# What to work on:
Copy the data below, changing every "Identify" to "Locate" and leaving everything else the same. Leave out the pictures.

# Listed records:
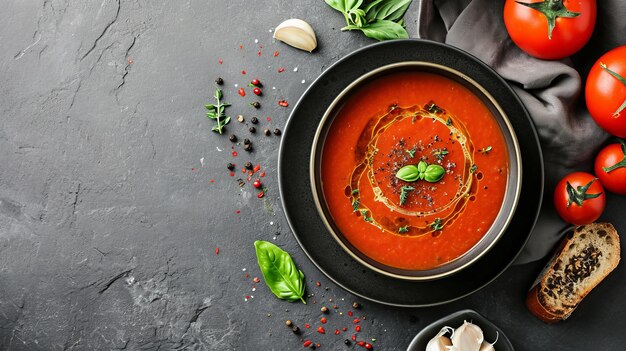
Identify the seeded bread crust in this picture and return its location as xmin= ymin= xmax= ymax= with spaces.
xmin=526 ymin=223 xmax=620 ymax=323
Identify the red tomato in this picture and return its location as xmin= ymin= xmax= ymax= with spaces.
xmin=504 ymin=0 xmax=597 ymax=60
xmin=585 ymin=45 xmax=626 ymax=138
xmin=554 ymin=172 xmax=606 ymax=225
xmin=594 ymin=141 xmax=626 ymax=195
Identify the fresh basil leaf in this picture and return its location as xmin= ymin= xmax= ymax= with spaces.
xmin=344 ymin=0 xmax=363 ymax=12
xmin=324 ymin=0 xmax=346 ymax=12
xmin=363 ymin=0 xmax=386 ymax=12
xmin=220 ymin=116 xmax=230 ymax=126
xmin=350 ymin=20 xmax=409 ymax=41
xmin=348 ymin=9 xmax=367 ymax=27
xmin=396 ymin=165 xmax=420 ymax=182
xmin=254 ymin=240 xmax=306 ymax=304
xmin=376 ymin=0 xmax=412 ymax=22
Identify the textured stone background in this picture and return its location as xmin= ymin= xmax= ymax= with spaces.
xmin=0 ymin=0 xmax=626 ymax=350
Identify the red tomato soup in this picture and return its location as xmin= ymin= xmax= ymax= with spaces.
xmin=321 ymin=72 xmax=508 ymax=270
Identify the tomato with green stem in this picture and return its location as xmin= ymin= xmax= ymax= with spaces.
xmin=585 ymin=45 xmax=626 ymax=138
xmin=594 ymin=140 xmax=626 ymax=195
xmin=554 ymin=172 xmax=606 ymax=225
xmin=504 ymin=0 xmax=597 ymax=60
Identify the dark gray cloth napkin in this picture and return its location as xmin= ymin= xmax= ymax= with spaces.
xmin=416 ymin=0 xmax=626 ymax=264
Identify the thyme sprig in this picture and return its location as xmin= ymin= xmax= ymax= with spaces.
xmin=204 ymin=88 xmax=230 ymax=134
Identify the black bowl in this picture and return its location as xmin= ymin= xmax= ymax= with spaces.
xmin=278 ymin=39 xmax=543 ymax=307
xmin=310 ymin=61 xmax=522 ymax=280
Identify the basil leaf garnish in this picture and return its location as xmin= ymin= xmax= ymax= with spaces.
xmin=254 ymin=240 xmax=306 ymax=304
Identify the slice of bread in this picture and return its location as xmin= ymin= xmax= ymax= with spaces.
xmin=526 ymin=223 xmax=620 ymax=323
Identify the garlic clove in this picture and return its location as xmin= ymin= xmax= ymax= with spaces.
xmin=479 ymin=331 xmax=500 ymax=351
xmin=426 ymin=327 xmax=456 ymax=351
xmin=479 ymin=341 xmax=496 ymax=351
xmin=451 ymin=321 xmax=484 ymax=351
xmin=274 ymin=18 xmax=317 ymax=52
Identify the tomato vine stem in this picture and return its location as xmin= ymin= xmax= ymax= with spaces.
xmin=600 ymin=62 xmax=626 ymax=117
xmin=516 ymin=0 xmax=580 ymax=39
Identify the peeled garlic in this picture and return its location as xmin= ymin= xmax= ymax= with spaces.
xmin=274 ymin=18 xmax=317 ymax=52
xmin=479 ymin=331 xmax=500 ymax=351
xmin=452 ymin=321 xmax=484 ymax=351
xmin=426 ymin=327 xmax=456 ymax=351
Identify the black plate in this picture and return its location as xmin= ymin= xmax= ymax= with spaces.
xmin=278 ymin=39 xmax=543 ymax=307
xmin=407 ymin=310 xmax=515 ymax=351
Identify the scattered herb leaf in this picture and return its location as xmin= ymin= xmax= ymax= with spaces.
xmin=400 ymin=185 xmax=415 ymax=205
xmin=480 ymin=145 xmax=493 ymax=154
xmin=565 ymin=178 xmax=602 ymax=207
xmin=254 ymin=240 xmax=306 ymax=304
xmin=430 ymin=218 xmax=443 ymax=230
xmin=325 ymin=0 xmax=412 ymax=40
xmin=352 ymin=199 xmax=360 ymax=212
xmin=432 ymin=148 xmax=448 ymax=161
xmin=204 ymin=88 xmax=230 ymax=134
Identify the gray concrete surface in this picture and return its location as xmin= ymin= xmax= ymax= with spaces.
xmin=0 ymin=0 xmax=626 ymax=350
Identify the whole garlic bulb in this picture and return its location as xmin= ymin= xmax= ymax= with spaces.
xmin=452 ymin=321 xmax=484 ymax=351
xmin=426 ymin=327 xmax=458 ymax=351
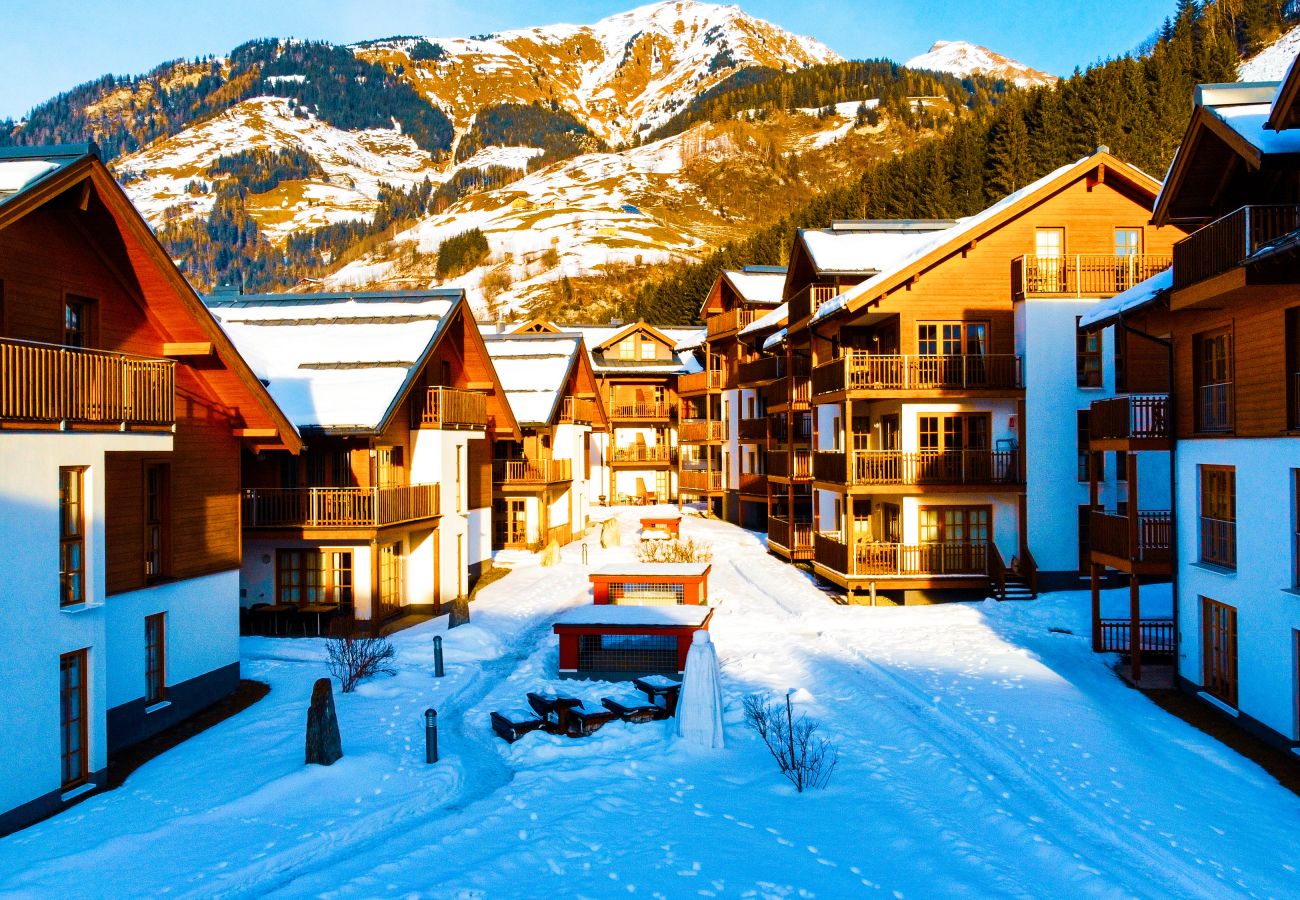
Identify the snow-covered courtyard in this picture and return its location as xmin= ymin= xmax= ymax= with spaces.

# Solved exercise:
Locate the seeded bread crust in this picture and return its location as xmin= ymin= xmax= ymax= with spaces.
xmin=526 ymin=223 xmax=620 ymax=323
Locate the red tomato in this picture and return its location as xmin= ymin= xmax= ymax= with spaces.
xmin=504 ymin=0 xmax=597 ymax=60
xmin=585 ymin=45 xmax=626 ymax=138
xmin=554 ymin=172 xmax=606 ymax=225
xmin=594 ymin=141 xmax=626 ymax=195
Locate the fresh basil leaf in this picture and return its location as xmin= ymin= xmax= ymax= with spaces.
xmin=344 ymin=0 xmax=363 ymax=12
xmin=324 ymin=0 xmax=346 ymax=12
xmin=363 ymin=0 xmax=386 ymax=12
xmin=220 ymin=116 xmax=230 ymax=126
xmin=350 ymin=20 xmax=409 ymax=41
xmin=348 ymin=9 xmax=367 ymax=27
xmin=396 ymin=165 xmax=420 ymax=182
xmin=254 ymin=240 xmax=306 ymax=304
xmin=376 ymin=0 xmax=412 ymax=22
Locate the textured stone background in this picture and return its location as xmin= ymin= xmax= ymax= with spaces.
xmin=0 ymin=0 xmax=626 ymax=350
Locate the red tomato soup in this picture and return its location as xmin= ymin= xmax= ymax= with spaces.
xmin=321 ymin=72 xmax=508 ymax=270
Locate the tomato with green stem in this picture and return its location as xmin= ymin= xmax= ymax= with spaces.
xmin=585 ymin=45 xmax=626 ymax=138
xmin=594 ymin=140 xmax=626 ymax=195
xmin=554 ymin=172 xmax=606 ymax=225
xmin=504 ymin=0 xmax=597 ymax=60
Locate the dark gray cloth napkin in this picture and return its location as xmin= ymin= xmax= ymax= with spaces.
xmin=416 ymin=0 xmax=626 ymax=264
Locate the thyme sprig in this picture and return its location as xmin= ymin= xmax= ymax= with spaces.
xmin=204 ymin=88 xmax=230 ymax=134
Locate the black bowl in this picture and return its location as xmin= ymin= xmax= ymax= with spaces.
xmin=278 ymin=39 xmax=543 ymax=307
xmin=310 ymin=61 xmax=522 ymax=280
Locate the basil leaf garnish in this picture and return its location as xmin= ymin= xmax= ymax= with spaces.
xmin=254 ymin=240 xmax=306 ymax=304
Locate the slice of bread in this picture and return its location as xmin= ymin= xmax= ymax= with spaces.
xmin=526 ymin=223 xmax=620 ymax=323
Locate the garlic clove in this picture and return its location as xmin= ymin= xmax= ymax= with spaces.
xmin=479 ymin=331 xmax=500 ymax=351
xmin=426 ymin=327 xmax=456 ymax=351
xmin=479 ymin=341 xmax=496 ymax=351
xmin=451 ymin=321 xmax=484 ymax=351
xmin=274 ymin=18 xmax=317 ymax=52
Locate the tomato vine stem in this picture and return its location as xmin= ymin= xmax= ymax= with spaces.
xmin=600 ymin=62 xmax=626 ymax=117
xmin=516 ymin=0 xmax=580 ymax=39
Locate the peeled garlic in this picture and return its location as xmin= ymin= xmax= ymax= with spaces.
xmin=274 ymin=18 xmax=317 ymax=52
xmin=479 ymin=331 xmax=500 ymax=351
xmin=452 ymin=321 xmax=484 ymax=351
xmin=426 ymin=327 xmax=456 ymax=351
Locate the black plate in this picture and return its location as xmin= ymin= xmax= ymax= with spaces.
xmin=278 ymin=39 xmax=543 ymax=307
xmin=407 ymin=310 xmax=515 ymax=351
Locate the scattered herb leaf in this picture and return its location as xmin= ymin= xmax= ymax= with spaces.
xmin=400 ymin=185 xmax=415 ymax=205
xmin=480 ymin=145 xmax=493 ymax=154
xmin=565 ymin=178 xmax=602 ymax=207
xmin=254 ymin=240 xmax=306 ymax=304
xmin=430 ymin=218 xmax=443 ymax=230
xmin=325 ymin=0 xmax=412 ymax=40
xmin=352 ymin=199 xmax=360 ymax=212
xmin=432 ymin=148 xmax=448 ymax=161
xmin=204 ymin=88 xmax=230 ymax=134
Locate the gray concrete surface in this picture and return its location as xmin= ymin= xmax= ymax= with spaces.
xmin=0 ymin=0 xmax=626 ymax=350
Locate the whole garlic bulb in this picture and return its location as xmin= ymin= xmax= ymax= with spaces.
xmin=452 ymin=321 xmax=484 ymax=351
xmin=426 ymin=327 xmax=458 ymax=351
Locate the snow-covered courtyard in this picture and return its location as xmin= ymin= xmax= ymax= with spaces.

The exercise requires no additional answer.